== ENTRIES PROVIDED ==

+ + +

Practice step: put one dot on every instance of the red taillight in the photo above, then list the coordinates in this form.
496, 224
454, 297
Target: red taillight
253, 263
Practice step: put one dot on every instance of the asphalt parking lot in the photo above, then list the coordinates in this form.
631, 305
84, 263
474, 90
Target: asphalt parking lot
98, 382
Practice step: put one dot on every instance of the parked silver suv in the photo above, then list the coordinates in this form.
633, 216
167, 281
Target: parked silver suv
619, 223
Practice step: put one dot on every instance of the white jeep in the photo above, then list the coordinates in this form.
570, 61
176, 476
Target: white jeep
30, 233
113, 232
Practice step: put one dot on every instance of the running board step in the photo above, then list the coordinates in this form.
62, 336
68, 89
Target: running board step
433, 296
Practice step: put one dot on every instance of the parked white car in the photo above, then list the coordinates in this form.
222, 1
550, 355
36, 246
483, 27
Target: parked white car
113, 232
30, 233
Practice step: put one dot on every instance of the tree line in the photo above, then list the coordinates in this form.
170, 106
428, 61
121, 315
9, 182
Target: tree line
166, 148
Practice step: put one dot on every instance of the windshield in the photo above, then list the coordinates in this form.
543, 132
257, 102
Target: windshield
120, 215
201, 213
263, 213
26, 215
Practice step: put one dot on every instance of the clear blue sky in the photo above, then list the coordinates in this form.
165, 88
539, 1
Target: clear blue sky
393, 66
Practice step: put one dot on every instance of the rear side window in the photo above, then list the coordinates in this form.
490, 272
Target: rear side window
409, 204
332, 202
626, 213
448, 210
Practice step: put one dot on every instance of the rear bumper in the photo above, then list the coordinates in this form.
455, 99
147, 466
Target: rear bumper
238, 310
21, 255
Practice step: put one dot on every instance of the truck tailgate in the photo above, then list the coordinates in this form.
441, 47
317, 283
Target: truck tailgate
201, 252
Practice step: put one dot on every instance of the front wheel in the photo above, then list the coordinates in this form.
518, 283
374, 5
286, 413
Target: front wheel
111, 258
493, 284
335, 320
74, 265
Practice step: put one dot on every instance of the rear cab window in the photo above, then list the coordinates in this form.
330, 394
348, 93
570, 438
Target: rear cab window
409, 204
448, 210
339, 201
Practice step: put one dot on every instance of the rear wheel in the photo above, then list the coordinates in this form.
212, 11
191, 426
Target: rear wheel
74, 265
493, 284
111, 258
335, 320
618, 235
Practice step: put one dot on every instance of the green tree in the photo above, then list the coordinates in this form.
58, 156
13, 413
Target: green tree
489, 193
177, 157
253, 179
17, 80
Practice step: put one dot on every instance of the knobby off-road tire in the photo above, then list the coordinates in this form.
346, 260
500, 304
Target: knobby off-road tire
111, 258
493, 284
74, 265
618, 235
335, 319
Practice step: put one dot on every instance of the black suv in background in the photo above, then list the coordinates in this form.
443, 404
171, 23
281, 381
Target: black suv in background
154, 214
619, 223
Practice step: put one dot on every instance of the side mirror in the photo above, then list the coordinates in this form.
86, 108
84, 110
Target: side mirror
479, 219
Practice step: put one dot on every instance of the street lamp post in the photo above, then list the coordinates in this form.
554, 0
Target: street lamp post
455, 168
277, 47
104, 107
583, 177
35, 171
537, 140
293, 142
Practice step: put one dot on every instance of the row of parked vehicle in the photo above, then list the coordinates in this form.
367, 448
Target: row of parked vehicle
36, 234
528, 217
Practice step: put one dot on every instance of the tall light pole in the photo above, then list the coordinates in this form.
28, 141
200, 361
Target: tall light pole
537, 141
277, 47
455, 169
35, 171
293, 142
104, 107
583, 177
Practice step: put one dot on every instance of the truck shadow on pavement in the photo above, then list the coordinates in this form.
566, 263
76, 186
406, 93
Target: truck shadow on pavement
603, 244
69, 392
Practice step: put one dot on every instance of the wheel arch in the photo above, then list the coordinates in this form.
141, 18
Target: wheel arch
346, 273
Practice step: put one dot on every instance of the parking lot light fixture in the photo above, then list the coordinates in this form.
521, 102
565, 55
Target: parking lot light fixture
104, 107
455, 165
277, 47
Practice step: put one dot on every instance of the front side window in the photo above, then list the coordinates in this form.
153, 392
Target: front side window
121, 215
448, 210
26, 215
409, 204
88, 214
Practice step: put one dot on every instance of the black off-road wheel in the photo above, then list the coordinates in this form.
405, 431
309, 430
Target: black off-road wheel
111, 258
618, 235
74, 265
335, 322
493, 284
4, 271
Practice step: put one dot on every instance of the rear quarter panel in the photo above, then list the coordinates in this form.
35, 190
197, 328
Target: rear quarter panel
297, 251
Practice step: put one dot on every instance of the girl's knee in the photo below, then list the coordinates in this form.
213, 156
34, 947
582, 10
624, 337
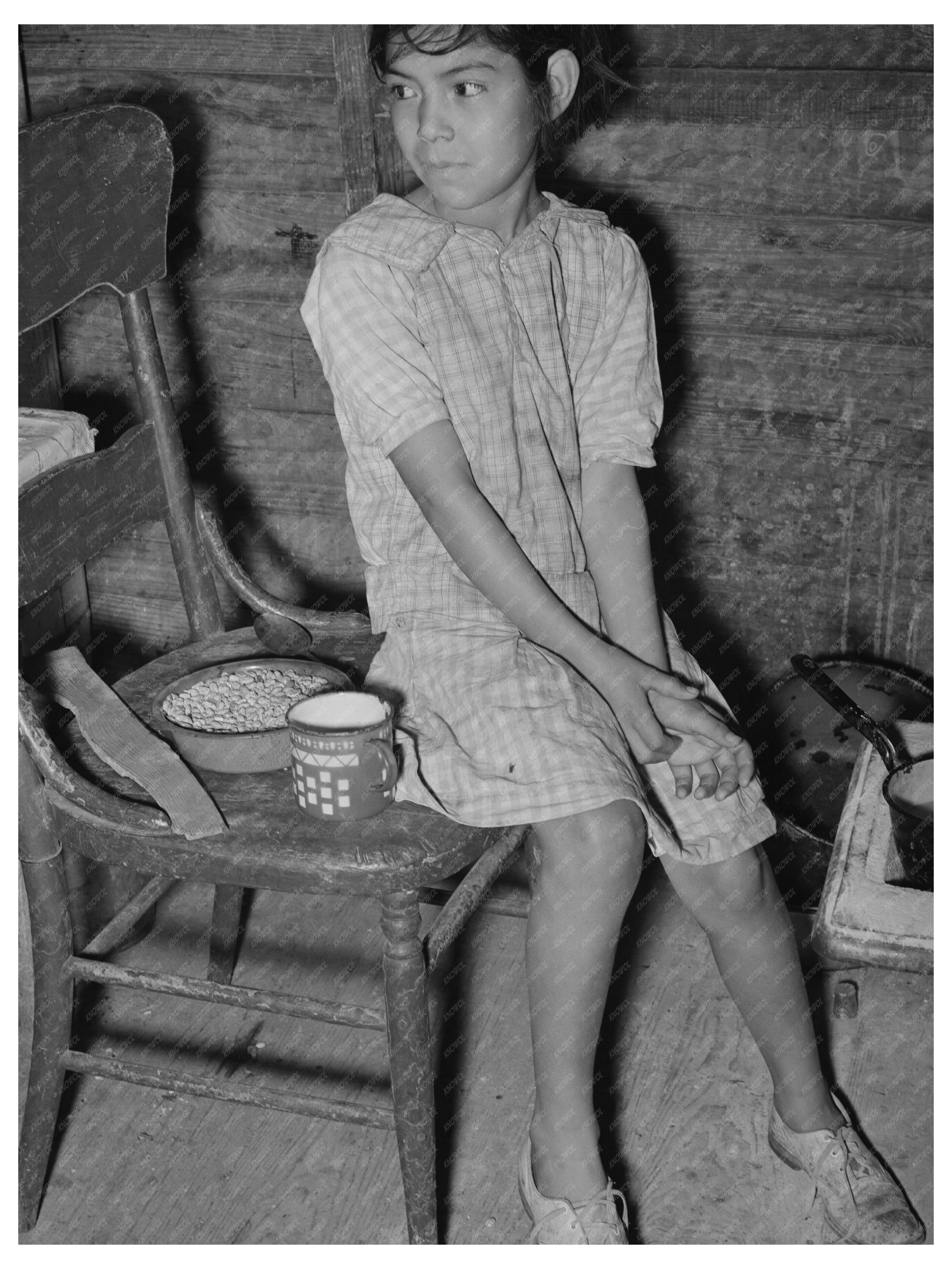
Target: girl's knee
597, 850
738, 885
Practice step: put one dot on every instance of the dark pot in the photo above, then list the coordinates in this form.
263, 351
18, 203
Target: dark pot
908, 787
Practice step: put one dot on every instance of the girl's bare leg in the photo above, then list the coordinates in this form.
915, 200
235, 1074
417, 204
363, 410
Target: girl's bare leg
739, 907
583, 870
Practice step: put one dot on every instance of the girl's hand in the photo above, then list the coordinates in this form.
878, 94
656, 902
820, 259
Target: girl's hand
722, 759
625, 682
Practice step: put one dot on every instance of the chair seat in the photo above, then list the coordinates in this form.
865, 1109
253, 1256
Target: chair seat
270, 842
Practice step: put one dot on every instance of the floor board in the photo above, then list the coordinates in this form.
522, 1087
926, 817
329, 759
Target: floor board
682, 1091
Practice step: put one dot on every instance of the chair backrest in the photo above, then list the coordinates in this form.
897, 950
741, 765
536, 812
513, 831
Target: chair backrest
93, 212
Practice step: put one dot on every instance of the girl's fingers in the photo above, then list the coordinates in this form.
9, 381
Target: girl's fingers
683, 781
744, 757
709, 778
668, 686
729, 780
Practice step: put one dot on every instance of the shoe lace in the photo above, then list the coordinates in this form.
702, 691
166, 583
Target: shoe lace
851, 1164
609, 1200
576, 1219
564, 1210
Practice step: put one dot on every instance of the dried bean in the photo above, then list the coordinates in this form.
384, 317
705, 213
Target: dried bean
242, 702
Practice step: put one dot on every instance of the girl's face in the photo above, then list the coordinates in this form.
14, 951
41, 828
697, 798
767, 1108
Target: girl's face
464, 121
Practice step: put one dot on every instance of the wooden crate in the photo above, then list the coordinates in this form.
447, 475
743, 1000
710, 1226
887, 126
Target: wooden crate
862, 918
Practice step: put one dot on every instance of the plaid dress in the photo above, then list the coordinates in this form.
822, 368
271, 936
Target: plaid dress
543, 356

+ + +

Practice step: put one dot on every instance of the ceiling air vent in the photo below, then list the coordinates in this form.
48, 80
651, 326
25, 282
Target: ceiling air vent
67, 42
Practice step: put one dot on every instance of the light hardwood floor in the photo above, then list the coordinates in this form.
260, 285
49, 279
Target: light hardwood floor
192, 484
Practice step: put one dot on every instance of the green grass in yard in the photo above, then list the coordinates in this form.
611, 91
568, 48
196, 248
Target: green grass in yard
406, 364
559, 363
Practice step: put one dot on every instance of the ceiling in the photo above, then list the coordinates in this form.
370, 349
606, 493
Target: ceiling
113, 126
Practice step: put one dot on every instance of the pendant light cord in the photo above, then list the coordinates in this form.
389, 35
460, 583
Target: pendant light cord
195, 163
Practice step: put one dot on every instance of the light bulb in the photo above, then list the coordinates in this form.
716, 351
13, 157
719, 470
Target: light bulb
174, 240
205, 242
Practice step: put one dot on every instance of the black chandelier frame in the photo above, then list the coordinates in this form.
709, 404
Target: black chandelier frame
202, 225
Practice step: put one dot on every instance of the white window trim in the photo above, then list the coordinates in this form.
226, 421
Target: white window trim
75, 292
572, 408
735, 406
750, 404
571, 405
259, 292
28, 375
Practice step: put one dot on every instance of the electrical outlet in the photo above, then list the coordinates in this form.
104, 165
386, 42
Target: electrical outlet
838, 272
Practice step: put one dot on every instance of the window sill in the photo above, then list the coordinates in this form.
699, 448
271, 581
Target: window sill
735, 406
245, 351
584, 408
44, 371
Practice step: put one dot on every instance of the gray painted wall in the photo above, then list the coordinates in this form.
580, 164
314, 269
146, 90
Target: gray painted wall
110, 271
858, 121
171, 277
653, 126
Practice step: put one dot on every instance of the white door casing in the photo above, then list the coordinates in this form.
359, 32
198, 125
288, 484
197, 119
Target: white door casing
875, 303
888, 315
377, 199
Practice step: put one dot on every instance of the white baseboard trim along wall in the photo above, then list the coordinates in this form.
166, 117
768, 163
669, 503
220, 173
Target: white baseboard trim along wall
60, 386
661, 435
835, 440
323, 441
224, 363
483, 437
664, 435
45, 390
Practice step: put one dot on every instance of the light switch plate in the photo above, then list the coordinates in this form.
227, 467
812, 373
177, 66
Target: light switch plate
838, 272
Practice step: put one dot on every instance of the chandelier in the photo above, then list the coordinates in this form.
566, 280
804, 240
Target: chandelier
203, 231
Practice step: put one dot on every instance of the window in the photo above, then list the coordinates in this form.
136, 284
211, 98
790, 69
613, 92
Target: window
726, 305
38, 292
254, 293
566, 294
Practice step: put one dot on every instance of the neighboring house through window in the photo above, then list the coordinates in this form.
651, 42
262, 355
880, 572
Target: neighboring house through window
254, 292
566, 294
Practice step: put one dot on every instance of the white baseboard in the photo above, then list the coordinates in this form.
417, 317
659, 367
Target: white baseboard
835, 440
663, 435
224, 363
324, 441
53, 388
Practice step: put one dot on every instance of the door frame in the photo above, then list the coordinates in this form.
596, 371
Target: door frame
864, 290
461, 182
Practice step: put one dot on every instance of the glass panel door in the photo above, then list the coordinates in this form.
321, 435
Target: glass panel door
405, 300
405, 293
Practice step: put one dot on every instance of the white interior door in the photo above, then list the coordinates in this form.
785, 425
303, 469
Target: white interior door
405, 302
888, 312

+ + +

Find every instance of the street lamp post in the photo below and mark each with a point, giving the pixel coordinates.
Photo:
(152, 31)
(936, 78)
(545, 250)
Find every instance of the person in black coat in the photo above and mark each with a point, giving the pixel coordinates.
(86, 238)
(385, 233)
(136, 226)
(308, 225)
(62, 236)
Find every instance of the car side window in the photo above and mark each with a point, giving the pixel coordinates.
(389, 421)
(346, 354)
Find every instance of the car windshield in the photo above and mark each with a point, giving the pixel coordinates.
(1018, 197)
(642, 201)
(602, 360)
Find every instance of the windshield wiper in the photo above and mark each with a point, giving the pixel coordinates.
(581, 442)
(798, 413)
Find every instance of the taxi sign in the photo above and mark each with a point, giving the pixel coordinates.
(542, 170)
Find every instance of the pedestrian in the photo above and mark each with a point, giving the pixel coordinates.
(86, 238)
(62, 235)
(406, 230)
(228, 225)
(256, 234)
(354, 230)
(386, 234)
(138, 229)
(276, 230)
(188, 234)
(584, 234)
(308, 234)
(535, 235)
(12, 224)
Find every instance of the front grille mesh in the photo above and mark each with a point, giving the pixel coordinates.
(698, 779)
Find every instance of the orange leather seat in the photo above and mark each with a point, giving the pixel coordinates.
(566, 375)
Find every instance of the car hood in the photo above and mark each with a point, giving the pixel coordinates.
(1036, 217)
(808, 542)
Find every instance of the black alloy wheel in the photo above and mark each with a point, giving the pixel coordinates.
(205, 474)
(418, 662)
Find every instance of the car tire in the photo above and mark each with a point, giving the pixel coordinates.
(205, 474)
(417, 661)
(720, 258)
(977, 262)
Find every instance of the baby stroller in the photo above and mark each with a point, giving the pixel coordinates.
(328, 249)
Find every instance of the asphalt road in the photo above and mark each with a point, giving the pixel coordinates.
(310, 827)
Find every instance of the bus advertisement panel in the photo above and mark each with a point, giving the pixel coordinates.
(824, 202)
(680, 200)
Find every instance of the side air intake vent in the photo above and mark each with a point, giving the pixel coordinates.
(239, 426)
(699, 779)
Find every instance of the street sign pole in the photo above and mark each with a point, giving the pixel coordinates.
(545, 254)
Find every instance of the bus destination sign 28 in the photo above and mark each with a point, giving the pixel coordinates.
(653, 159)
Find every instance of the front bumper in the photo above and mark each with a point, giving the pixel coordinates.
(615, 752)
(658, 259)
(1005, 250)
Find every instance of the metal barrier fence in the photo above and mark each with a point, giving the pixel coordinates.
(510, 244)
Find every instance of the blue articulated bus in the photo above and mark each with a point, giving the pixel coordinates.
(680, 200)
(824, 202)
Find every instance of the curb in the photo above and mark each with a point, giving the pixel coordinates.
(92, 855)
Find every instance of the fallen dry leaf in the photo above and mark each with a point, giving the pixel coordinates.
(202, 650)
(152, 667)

+ + +

== INSTRUCTIONS FOR THE TASK ==
Count the lines in the rows above that contain the word "glass", with case counting, and reply with only that number.

== RESULT FOR THIS EXERCISE ==
2